# [Document text]
= Beginning of Section =

That is not to say that there weren’t huge failures. The War on Terror was a failure. McNamara’s strategy towards Vietnam was a failure. Kissinger razing Laos and Cambodia was more than a failure. The intervention during the Second Libyan Civil War was probably a failure. For the sake of argument, America’s meddling policy towards Palestine is also a failure. There are lots of good arguments against America’s contemporary foreign policy, many of which I subscribe to.
But that also isn’t to say that there weren’t huge success cases. The progenitor of the interventionist model, World War II, saw an American-forged alliance defeat the Nazis and Imperial Japan. Less than a decade later, American intervention in the Korean peninsula gave birth to the Republic of Korea, and saved some forty million people from having to live under Kim Il-Sung’s despotic juche regime. Bush 41’s ‘91 intervention during the First Gulf War stopped Saddam from brutalizing millions more. Clinton’s ‘99 intervention in Kosovo stopped a widely-recognized genocide at the hands of the Bosnian Serbs. For the sake of argument, directives like Operation Urgent Fury in Grenada were also a success.

= End of Section =

# [Data extract]
= Beginning of Section =

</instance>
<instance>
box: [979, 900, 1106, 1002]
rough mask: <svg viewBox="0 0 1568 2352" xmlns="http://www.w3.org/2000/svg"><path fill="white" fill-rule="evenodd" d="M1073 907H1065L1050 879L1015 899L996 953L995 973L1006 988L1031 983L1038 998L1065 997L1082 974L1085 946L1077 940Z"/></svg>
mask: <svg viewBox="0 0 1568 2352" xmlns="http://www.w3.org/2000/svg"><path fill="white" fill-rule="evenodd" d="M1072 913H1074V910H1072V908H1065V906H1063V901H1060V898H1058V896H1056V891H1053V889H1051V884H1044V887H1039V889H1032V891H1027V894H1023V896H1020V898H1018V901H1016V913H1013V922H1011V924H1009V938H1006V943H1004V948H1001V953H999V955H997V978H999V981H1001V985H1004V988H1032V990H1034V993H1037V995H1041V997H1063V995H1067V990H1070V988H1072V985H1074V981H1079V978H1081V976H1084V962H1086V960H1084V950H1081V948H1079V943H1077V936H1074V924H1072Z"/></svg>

= End of Section =
= Beginning of Section =

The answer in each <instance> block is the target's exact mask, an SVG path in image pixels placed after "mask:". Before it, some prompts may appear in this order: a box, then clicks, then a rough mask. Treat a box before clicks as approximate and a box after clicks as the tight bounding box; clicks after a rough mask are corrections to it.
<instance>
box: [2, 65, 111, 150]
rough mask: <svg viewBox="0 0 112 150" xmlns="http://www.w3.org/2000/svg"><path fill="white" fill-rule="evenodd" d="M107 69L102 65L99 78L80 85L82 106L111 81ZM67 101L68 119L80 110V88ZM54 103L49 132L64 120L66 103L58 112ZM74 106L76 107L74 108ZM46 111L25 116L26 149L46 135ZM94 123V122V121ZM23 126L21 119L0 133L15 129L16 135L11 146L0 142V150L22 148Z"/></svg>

= End of Section =

# [Questions]
[1] In the passage on American military interventions, which war is called the progenitor of the interventionist model?
[2] Reproduce the passage on American military interventions, beginning at the words "But that also" and stopping after "also a success.".

# [Answers to each task]
[1] World War II

[2]
But that also isn’t to say that there weren’t huge success cases. The progenitor of the interventionist model, World War II, saw an American-forged alliance defeat the Nazis and Imperial Japan. Less than a decade later, American intervention in the Korean peninsula gave birth to the Republic of Korea, and saved some forty million people from having to live under Kim Il-Sung’s despotic juche regime. Bush 41’s ‘91 intervention during the First Gulf War stopped Saddam from brutalizing millions more. Clinton’s ‘99 intervention in Kosovo stopped a widely-recognized genocide at the hands of the Bosnian Serbs. For the sake of argument, directives like Operation Urgent Fury in Grenada were also a success.